**SELECTION:**
# # #

In this study, we present a novel approach that integrates diverse spectral data to facilitate precise point-to-interval forecasts of critical soil property contents. Following the collection, preprocessing, and feature extraction of soil spectral data, we systematically designed and compared various fusion strategies to evaluate their impact on prediction accuracy and associated errors. Leveraging a PLSR model, we successfully achieved point predictions for five essential soil properties. Building on this work, we established prediction intervals at varying confidence levels by applying statistical insights derived from the errors associated with the point predictions. This comprehensive analysis not only allowed for the identification of uncertainties in predicting soil properties but also illuminated the underlying causes of these uncertainties.

2. Materials and Methods

2.1. Sample Preparation

The research site is located within a controlled experimental field at the Jilin Academy of Agricultural Sciences (JAAS) in Gongzhuling City, Jilin Province. This geographical zone is defined by a temperate continental climate, marked by an average annual precipitation of approximately 594.8mm and an average annual temperature of 5.6 °C. The pronounced seasonal variations observed in this region significantly contribute to the overall fertility of the soil, thereby fostering a conducive environment for a diverse range of agricultural practices. The nutrient profile within this locale is subject to the interplay of natural processes and agricultural interventions. Hence, point and interval monitoring of soil property contents is imperative for augmenting agricultural yields and sustainability within this region.

# # #

**MATERIAL FOR THE TASK:**
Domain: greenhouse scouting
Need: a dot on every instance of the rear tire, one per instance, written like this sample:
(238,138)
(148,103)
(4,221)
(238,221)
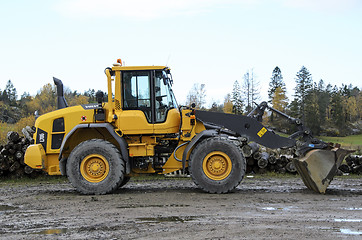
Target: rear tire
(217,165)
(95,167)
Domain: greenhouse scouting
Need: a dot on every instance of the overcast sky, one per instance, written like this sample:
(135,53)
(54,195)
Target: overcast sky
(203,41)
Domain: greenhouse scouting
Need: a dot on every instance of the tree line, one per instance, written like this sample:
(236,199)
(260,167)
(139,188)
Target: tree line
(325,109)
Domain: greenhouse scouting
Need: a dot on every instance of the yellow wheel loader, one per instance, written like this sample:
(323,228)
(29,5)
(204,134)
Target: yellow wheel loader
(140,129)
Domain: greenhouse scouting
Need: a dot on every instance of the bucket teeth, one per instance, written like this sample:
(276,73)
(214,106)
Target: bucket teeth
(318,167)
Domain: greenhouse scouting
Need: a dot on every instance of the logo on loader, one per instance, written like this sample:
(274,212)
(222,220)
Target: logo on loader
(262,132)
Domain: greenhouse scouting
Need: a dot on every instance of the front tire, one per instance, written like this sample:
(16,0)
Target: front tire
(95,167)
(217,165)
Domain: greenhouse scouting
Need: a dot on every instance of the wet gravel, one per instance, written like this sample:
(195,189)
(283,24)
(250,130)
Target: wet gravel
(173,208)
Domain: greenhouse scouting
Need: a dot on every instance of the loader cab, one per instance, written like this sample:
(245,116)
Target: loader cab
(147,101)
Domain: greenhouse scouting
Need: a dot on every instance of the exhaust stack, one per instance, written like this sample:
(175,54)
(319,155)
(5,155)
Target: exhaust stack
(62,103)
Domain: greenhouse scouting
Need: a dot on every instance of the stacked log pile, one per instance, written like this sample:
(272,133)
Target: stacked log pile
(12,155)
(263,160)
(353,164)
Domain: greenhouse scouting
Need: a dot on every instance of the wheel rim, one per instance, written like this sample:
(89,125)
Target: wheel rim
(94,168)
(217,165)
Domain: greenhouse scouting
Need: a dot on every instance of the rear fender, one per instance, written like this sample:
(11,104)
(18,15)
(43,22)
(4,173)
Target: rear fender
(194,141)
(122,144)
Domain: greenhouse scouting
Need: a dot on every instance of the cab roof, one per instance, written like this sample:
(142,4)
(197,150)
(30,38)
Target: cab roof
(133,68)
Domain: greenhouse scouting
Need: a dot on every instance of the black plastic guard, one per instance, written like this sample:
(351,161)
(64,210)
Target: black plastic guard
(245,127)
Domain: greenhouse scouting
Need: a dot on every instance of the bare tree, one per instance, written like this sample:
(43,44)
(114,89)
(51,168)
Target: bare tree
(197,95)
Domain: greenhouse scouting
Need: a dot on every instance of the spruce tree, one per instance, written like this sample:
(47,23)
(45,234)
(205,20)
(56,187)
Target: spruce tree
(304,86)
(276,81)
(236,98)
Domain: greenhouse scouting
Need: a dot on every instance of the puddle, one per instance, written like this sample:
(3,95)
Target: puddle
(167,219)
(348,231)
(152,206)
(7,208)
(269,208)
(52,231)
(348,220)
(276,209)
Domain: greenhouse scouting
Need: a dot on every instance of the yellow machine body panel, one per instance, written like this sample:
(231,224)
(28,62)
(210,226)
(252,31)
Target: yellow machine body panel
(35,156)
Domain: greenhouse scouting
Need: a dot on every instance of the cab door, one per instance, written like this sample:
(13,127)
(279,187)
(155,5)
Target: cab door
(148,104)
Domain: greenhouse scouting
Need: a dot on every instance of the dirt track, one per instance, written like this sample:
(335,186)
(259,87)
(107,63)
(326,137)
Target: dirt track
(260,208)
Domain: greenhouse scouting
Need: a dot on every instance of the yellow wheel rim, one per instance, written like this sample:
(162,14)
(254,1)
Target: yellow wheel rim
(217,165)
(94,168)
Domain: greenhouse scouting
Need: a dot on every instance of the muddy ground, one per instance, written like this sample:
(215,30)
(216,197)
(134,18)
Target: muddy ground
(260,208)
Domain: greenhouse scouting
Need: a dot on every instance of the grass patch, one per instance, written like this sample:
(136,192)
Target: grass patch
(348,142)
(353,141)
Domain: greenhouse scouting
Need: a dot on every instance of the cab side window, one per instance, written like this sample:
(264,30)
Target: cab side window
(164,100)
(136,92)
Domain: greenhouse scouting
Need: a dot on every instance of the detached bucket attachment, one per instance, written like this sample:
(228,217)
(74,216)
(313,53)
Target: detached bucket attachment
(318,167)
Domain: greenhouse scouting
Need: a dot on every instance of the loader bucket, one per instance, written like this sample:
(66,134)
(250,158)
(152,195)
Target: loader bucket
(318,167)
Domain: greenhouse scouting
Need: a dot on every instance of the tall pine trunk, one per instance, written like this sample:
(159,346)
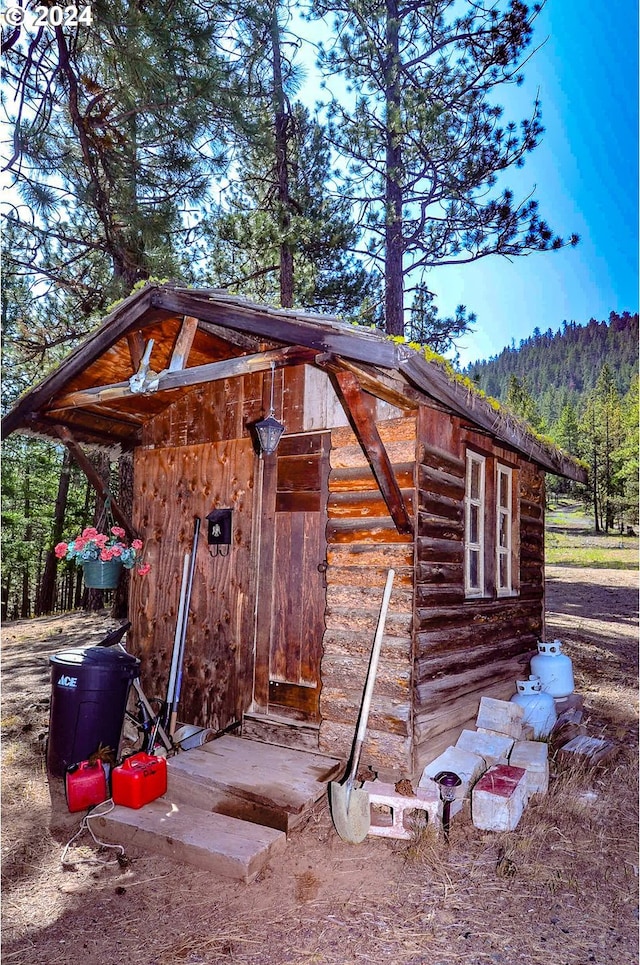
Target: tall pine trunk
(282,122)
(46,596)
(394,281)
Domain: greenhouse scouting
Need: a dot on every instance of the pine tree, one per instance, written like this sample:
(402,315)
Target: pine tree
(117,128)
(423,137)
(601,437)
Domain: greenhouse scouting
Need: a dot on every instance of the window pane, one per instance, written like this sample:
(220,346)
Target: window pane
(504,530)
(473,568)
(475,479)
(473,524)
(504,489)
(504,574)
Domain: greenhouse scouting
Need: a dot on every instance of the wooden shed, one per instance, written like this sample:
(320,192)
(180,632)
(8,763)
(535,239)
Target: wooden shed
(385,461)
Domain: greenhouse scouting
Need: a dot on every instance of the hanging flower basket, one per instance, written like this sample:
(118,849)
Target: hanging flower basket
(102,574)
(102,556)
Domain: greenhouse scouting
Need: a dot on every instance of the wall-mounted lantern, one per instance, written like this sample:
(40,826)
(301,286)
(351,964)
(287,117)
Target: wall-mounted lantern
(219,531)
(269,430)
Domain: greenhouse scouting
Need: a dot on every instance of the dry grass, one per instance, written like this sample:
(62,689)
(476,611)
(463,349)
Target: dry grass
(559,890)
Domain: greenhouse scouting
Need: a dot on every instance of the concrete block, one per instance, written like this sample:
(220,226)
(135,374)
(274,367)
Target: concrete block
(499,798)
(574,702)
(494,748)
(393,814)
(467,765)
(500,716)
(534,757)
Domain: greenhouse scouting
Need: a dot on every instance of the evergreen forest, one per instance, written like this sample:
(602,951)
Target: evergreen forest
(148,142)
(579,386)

# # #

**SHORT EXERCISE 1:** Please repeat the soil study passage from "2.1. Sample Preparation" up to and including "within this region.".
**SHORT EXERCISE 2:** Return each line of the entries that contains the word "wooden".
The soil study passage and the entries come from unrelated sources.

**FULL ANSWER 1:**
2.1. Sample Preparation

The research site is located within a controlled experimental field at the Jilin Academy of Agricultural Sciences (JAAS) in Gongzhuling City, Jilin Province. This geographical zone is defined by a temperate continental climate, marked by an average annual precipitation of approximately 594.8mm and an average annual temperature of 5.6 °C. The pronounced seasonal variations observed in this region significantly contribute to the overall fertility of the soil, thereby fostering a conducive environment for a diverse range of agricultural practices. The nutrient profile within this locale is subject to the interplay of natural processes and agricultural interventions. Hence, point and interval monitoring of soil property contents is imperative for augmenting agricultural yields and sustainability within this region.

**FULL ANSWER 2:**
Need: a dot on every instance of the wooden shed, one per instance, written like this sample:
Target: wooden shed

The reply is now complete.